Data excerpts:
---*---

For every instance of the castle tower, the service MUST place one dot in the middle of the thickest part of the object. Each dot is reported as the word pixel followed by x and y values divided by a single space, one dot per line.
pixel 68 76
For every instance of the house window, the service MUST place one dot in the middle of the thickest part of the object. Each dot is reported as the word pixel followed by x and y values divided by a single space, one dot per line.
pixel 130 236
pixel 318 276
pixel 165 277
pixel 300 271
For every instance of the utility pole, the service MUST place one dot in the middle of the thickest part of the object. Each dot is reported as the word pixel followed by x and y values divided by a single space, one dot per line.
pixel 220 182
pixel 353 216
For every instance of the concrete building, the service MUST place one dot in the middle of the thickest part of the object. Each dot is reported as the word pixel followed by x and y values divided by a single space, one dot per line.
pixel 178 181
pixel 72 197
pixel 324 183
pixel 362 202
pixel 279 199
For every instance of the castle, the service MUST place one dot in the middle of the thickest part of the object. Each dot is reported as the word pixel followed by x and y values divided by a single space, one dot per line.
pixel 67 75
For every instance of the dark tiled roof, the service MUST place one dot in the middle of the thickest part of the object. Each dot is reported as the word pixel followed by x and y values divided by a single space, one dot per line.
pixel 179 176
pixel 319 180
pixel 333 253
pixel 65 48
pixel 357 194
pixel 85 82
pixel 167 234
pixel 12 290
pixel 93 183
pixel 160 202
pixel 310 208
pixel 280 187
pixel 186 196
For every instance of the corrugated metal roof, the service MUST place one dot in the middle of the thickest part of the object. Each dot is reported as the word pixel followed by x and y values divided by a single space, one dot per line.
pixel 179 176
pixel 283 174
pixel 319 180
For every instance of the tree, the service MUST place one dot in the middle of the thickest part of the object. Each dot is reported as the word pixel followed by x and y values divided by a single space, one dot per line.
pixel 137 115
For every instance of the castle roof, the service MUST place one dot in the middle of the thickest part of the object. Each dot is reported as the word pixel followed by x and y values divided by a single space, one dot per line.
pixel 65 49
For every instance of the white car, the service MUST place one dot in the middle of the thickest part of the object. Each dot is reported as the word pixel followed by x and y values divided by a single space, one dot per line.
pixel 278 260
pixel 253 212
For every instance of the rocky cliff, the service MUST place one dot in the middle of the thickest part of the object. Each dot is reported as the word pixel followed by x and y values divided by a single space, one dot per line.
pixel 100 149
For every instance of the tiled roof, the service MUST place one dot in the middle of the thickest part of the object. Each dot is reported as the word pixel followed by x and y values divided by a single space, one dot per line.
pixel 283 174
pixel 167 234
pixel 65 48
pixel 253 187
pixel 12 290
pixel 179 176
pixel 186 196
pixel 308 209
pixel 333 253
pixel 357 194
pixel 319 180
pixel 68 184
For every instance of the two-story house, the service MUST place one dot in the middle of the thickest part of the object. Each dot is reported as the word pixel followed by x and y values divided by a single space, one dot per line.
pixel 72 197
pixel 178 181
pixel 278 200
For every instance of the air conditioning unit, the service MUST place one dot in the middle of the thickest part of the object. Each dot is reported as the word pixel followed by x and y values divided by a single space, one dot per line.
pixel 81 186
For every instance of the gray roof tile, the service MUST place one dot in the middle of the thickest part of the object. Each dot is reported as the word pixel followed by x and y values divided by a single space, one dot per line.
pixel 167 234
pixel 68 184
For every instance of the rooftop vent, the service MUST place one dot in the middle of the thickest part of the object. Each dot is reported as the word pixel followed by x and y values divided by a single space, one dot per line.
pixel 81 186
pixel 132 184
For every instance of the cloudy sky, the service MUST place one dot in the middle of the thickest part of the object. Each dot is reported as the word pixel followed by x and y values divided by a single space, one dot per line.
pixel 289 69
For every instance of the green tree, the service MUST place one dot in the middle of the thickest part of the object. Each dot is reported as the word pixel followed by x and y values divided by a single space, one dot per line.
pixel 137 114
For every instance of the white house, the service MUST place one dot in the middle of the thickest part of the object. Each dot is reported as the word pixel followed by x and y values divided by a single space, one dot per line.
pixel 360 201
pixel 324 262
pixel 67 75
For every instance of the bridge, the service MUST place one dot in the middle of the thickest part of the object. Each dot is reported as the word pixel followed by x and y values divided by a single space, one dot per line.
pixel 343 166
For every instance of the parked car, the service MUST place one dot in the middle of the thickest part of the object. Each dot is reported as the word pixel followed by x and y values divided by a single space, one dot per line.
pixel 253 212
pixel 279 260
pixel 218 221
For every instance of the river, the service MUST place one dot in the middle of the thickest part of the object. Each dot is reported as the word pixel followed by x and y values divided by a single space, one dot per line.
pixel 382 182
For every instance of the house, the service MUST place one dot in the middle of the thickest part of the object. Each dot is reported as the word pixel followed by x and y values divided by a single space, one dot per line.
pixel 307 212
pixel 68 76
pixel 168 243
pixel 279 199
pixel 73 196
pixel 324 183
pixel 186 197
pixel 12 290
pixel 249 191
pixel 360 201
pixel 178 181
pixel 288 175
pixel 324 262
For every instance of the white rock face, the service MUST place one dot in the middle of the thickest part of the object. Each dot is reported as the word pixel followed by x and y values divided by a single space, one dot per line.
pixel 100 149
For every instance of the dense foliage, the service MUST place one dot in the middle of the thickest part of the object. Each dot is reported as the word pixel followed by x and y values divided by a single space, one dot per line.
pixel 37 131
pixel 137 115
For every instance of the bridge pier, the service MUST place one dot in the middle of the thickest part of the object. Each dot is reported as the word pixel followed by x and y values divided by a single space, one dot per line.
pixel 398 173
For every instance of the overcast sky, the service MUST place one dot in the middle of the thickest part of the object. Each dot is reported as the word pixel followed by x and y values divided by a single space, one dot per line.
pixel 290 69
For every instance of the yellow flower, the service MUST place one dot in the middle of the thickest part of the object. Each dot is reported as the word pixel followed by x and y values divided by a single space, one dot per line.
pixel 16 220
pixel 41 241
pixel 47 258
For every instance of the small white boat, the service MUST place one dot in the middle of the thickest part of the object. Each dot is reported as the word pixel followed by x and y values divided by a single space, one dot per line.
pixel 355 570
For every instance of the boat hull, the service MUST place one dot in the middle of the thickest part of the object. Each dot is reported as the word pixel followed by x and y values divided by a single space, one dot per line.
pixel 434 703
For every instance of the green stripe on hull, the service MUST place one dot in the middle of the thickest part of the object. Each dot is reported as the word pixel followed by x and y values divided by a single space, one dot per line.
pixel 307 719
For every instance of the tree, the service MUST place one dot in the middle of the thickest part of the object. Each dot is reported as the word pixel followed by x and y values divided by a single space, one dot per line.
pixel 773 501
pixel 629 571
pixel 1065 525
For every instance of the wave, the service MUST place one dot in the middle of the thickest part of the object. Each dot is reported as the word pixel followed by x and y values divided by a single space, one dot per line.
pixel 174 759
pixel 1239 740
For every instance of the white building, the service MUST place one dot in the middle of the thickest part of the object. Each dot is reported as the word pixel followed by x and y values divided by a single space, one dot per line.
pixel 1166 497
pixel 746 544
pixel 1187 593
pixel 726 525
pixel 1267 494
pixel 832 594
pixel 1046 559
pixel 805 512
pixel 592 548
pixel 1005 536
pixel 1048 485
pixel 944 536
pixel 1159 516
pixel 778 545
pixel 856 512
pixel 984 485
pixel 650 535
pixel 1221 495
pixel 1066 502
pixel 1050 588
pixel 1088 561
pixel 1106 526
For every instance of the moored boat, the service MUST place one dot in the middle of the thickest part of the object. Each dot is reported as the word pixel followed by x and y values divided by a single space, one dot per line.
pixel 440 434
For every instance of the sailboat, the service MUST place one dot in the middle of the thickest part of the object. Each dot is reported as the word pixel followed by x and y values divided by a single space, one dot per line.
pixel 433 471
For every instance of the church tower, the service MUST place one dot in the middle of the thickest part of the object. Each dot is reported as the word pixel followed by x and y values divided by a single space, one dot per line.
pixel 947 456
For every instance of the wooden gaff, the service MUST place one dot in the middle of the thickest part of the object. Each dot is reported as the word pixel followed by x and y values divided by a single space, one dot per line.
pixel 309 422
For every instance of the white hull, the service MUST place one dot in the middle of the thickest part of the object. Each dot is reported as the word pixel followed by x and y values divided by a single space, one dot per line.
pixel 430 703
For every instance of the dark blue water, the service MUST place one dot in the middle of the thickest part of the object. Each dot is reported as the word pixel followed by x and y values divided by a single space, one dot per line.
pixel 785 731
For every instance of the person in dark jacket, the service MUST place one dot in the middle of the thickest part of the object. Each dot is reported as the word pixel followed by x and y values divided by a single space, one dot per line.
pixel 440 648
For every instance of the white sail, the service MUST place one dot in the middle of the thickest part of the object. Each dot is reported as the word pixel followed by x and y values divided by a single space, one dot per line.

---*---

## Problem to solve
Only a verbatim transcription of the lines from the one containing "For every instance of the person" through the last line of the records counts as the answer.

## Response
For every instance of the person in dark jacket, the service MUST place one dot in the middle of the thickest part of the object. Each dot is reported as the word pixel followed by x and y values divided by a single space, one dot per line.
pixel 440 648
For every instance of the white sail, the service MUST place one dot in the middle of the thickest part of the object. Each dot is reported as the word pixel followed by x and y values divided by a single space, one dot per line.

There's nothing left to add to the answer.